:: FRAGMENT TEKSTU ::
Przejdź do treści
Strona główna

menu-top1

  • Blogerzy
  • Komentarze
User account menu
  • Moje wpisy
  • Zaloguj

A próbki w Rosji, czyli zaufanie

Seawolf, 31.10.2012
W Smoleńsku wykryto ślady TNT i NG. Wykryto mobilnymi wykrywaczami IMS. Prawdopodobieństwo pomyłki wynosi - no właśnie to powinni byli sprawdzić. Bo wynosi 1%. Czyli na 99% wiadomość jest pewna. Dużo, czy mało? A dzisiaj słyszymy, dzisiaj, bo wczoraj panowie prokuratorzy szybko skończyli konferencję i nie zdążyli dopowiedzieć, że wszystkie próbki pozostają w Moskwie. Dzisiaj rzecznik powiedział, z charakterystycznym optymizmem i radością w głosie, że są zaplombowane i zapieczętowane. Hurra! No, to nie ma zadniej możliwości, żeby taki papierek zgrabnie odkleić, podłożyć, co trzeba i zalepić. W końcu kierujemy się zaufaniem. W Rosji złomowano z kilkadziesiąt starych TU- 154, dobranie próbek tak samo wyglądających nie stanowi żadnego problemu. W momencie, gdy wypuściliśmy te próbki z rąk na jeden dzień, możemy właściwe zapomnieć o sprawie. Ale my kierujemy się zaufaniem, bo takie są zasady pomocy prawnej.
Czyli, analogicznie, zostawiamy dowód zbrodni w postaci zakrwawionego noża w rekach podejrzanego, bo mu ufamy, a po drugie, nóż jest w plastikowym worku zalepionym plasteliną z odciskiem monety. Nie do podrobienia. Kiedy próbki trafią do Polski, nie wiadomo. Wniosek złożono „jakiś czas temu”, jeszcze przed wizytą prokuratorów. Prokuratorzy wrócili, próbki zostały w Rosji. Po co, nie wiadomo, bo na tym samym wydechu rzecznik zapewnił, że nikt ich tam nie dotknie, wyłącznie polscy rzeczoznawcy. Którzy jednak są w Polsce. A próbki w Rosji. Logika a’ la Prokuratura wojskowa. Pewnie dlatego mówią o pół roku czekania na wyniki, licząc, ze może w ciągu pół roku ktoś te próbki zapakuje i prześle, bo nic innego nie przychodzi do głowy. Gdyby ktoś zajmujący się kryminalistyką usłyszał taka rewelację, że do zbadania próbki na okoliczność obecności materiałów wybuchowych potrzeba pół roku, pękła by mu żyłka ze śmiechu, podobnie załogi lotnisk, które siedzą na tych bramkach, z urządzeniami, jak twierdzi Szeląg, nie potrafiącymi odróżnić szminki od trotylu.
:::
:: PRZEKAZANE INFORMACJE ::
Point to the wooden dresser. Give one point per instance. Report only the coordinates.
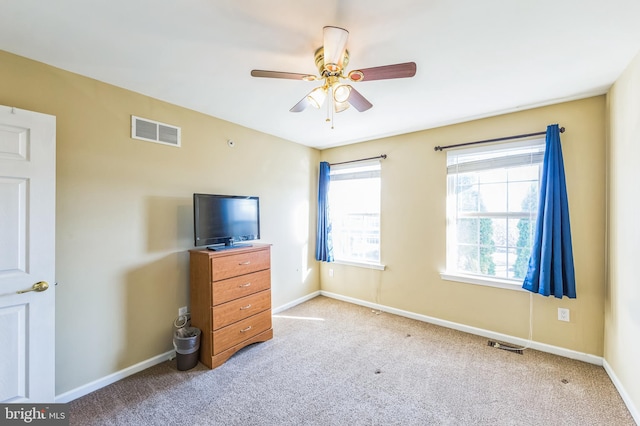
(230, 300)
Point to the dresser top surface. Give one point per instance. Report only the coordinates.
(230, 252)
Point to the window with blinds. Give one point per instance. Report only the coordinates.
(492, 203)
(354, 197)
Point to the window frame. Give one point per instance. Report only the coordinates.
(350, 172)
(510, 159)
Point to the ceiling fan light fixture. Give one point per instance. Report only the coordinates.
(341, 93)
(340, 106)
(317, 96)
(335, 43)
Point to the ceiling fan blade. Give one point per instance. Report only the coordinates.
(279, 74)
(404, 70)
(300, 106)
(358, 101)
:::
TREŚĆ ZADANIA: Napisz dalszy ciąg wpisu o próbkach ze Smoleńska, które pozostały w Rosji, rozpoczynając zaraz po jego ostatnim zdaniu.

WYNIK ZADANIA:
Ale, trzeba przyznać, Szeląg dokując żonglerki pojęciami nie potwierdził i nie zaprzeczył. I zawsze mówił prawdę. Tak jak z pomyłką dotyczącą pochówku prezydenta Kaczorowskiego, gdzie w pierwszym zdaniu zdecydowanie zaprzeczył, aby pomyłka miała miejsce a w drugim dodał, że dopiero badania DNA to wyjaśnią. Podobnie i tym razem. Dopiero dalsze badania na spektrometrii masowej stwierdza czy to był TNT i NG. Prawda to najszczersza. Nie kłamie.

W popularnych programach informacyjno- propagandowych wiadomość, to linijka na pasku, nie ma miejsca na rozważania, o jakich urządzeniach mówił wczoraj Szeląg, jak działają i co tak naprawdę pokazują, jakie jest prawdopodobieństwo popełnienia błędnego wskazania przez te urządzenia? Zupełnie wypadła z obiegu sprawa zeznań chorążego Musia o 50 metrach.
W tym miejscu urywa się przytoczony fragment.